### Work instructions:
Copy the items word for word, starting at their first line and stopping after the line that contains "POLYGON ((277 151, 277".
— begin Provided records —
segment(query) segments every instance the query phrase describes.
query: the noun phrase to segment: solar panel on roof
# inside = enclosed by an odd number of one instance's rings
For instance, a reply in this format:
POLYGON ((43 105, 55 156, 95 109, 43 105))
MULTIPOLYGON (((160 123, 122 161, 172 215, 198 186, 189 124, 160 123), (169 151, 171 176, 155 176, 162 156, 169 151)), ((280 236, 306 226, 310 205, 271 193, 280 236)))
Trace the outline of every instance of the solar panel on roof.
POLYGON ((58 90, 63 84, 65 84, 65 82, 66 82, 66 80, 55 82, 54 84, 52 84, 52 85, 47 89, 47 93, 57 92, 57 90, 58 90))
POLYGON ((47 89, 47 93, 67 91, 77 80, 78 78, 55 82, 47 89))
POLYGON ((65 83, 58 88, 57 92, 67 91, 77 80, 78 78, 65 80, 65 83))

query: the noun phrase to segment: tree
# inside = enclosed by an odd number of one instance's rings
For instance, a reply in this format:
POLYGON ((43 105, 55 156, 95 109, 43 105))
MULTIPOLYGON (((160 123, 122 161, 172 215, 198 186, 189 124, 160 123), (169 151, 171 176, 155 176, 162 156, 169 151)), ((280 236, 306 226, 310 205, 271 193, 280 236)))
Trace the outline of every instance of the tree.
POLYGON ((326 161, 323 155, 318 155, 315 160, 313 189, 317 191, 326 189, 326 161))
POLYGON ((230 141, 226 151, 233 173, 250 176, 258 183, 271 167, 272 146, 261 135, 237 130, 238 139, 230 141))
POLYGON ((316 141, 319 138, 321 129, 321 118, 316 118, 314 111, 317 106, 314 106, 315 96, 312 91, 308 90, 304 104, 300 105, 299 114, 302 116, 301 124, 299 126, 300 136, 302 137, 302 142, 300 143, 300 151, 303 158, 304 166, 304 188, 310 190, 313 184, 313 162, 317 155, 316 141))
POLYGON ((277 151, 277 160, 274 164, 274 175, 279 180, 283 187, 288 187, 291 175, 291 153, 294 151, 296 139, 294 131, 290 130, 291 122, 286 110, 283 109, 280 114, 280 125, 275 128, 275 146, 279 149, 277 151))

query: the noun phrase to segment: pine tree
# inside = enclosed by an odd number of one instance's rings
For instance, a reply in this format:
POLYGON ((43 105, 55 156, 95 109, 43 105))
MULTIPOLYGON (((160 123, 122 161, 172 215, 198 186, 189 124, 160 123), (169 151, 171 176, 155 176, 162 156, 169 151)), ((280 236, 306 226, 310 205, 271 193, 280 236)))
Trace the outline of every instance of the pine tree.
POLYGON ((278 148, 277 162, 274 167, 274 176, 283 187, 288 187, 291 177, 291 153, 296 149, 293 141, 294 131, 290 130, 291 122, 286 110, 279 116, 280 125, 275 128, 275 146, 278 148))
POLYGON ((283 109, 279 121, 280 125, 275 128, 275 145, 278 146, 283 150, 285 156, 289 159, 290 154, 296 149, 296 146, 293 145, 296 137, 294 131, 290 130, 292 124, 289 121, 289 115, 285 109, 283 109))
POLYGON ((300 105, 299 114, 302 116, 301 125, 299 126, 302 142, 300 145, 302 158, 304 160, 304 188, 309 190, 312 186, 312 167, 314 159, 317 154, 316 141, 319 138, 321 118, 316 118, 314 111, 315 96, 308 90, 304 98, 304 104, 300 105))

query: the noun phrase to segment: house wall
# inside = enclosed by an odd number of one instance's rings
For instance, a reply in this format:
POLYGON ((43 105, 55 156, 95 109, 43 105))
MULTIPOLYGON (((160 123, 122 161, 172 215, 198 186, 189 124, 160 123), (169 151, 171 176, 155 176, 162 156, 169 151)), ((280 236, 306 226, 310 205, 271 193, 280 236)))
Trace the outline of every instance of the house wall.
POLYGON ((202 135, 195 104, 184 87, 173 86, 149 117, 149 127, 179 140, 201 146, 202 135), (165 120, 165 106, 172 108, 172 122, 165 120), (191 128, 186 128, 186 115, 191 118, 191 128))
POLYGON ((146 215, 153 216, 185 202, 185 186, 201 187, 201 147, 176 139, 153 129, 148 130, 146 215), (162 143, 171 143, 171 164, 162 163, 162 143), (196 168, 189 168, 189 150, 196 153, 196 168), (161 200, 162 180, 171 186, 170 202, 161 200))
— end Provided records —
### The result:
segment(query) segments every instance the query phrase describes.
query: the noun phrase to segment: solar panel on roof
# inside = enclosed by an odd number of one instance's rings
For instance, a reply in this format:
POLYGON ((43 105, 55 156, 95 109, 43 105))
MULTIPOLYGON (((160 123, 122 161, 172 215, 198 186, 189 124, 160 123), (169 151, 171 176, 155 176, 162 156, 169 151)), ((280 236, 306 226, 310 205, 271 193, 280 236)))
Trace the outline of every instance of the solar panel on roof.
POLYGON ((58 90, 63 84, 65 84, 65 82, 66 82, 66 80, 55 82, 54 84, 52 84, 52 85, 47 89, 47 93, 57 92, 57 90, 58 90))
POLYGON ((47 89, 47 93, 67 91, 77 80, 78 78, 55 82, 47 89))
POLYGON ((65 83, 58 88, 57 92, 67 91, 77 80, 78 78, 65 80, 65 83))

query: the noun phrase to segment: tree
# inside = enclosed by an odd number of one instance's rings
For instance, a reply in this format:
POLYGON ((43 105, 55 156, 95 109, 43 105))
MULTIPOLYGON (((160 123, 122 161, 172 215, 198 186, 189 124, 160 123), (169 151, 171 176, 155 176, 162 156, 169 151)), ((280 236, 306 226, 310 205, 271 193, 280 236)))
Trace the outline of every instance of the tree.
POLYGON ((326 161, 323 155, 318 155, 315 160, 313 189, 317 191, 326 189, 326 161))
POLYGON ((230 141, 226 151, 233 173, 250 176, 258 183, 271 167, 272 146, 261 135, 237 130, 238 139, 230 141))
POLYGON ((316 141, 319 138, 321 129, 321 118, 316 118, 314 111, 317 106, 314 106, 315 96, 312 91, 308 90, 304 104, 300 105, 299 114, 302 116, 301 124, 299 126, 300 136, 302 137, 302 142, 300 143, 300 151, 303 158, 304 166, 304 188, 310 190, 313 184, 313 162, 317 155, 316 141))
POLYGON ((277 151, 277 160, 274 164, 274 175, 279 180, 283 187, 288 187, 291 175, 291 153, 294 151, 296 139, 294 131, 290 130, 291 122, 286 110, 283 109, 280 114, 280 125, 275 128, 275 146, 279 149, 277 151))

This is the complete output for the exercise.